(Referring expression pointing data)
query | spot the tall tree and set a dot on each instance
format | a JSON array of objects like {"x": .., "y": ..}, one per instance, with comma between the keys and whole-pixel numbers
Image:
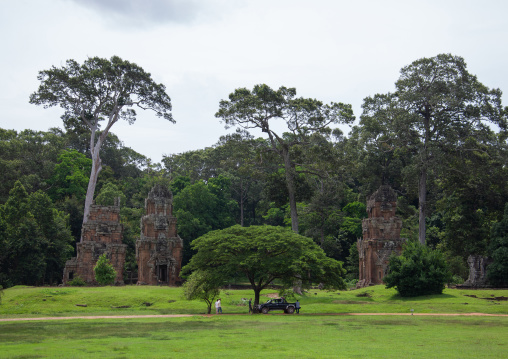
[
  {"x": 264, "y": 254},
  {"x": 100, "y": 90},
  {"x": 262, "y": 106},
  {"x": 436, "y": 106}
]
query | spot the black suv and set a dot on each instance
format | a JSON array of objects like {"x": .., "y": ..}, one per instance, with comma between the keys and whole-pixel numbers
[{"x": 277, "y": 304}]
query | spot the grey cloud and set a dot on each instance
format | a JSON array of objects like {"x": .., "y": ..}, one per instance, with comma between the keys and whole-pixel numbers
[{"x": 139, "y": 12}]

→ Exercise description
Your output must match the records word for word, apart from the images, which are left out.

→ Solution
query | spot the tall tree and set a dot on each instance
format | a JSON array of objects like {"x": .., "y": ..}, one per instance, with comma between the keys and whole-pixel numbers
Image:
[
  {"x": 264, "y": 254},
  {"x": 100, "y": 90},
  {"x": 262, "y": 106},
  {"x": 436, "y": 106}
]
query | spot the black suv and set a dot on each instance
format | a JSON array of objects like {"x": .., "y": ..}, one per instance, with comma between the keys and whole-pixel numbers
[{"x": 277, "y": 304}]
query | spot the grey cloud and set a dot on each instance
format | a JSON array of objects like {"x": .., "y": ..}, one per instance, with comma between the keys and whole-pixel numbers
[{"x": 139, "y": 12}]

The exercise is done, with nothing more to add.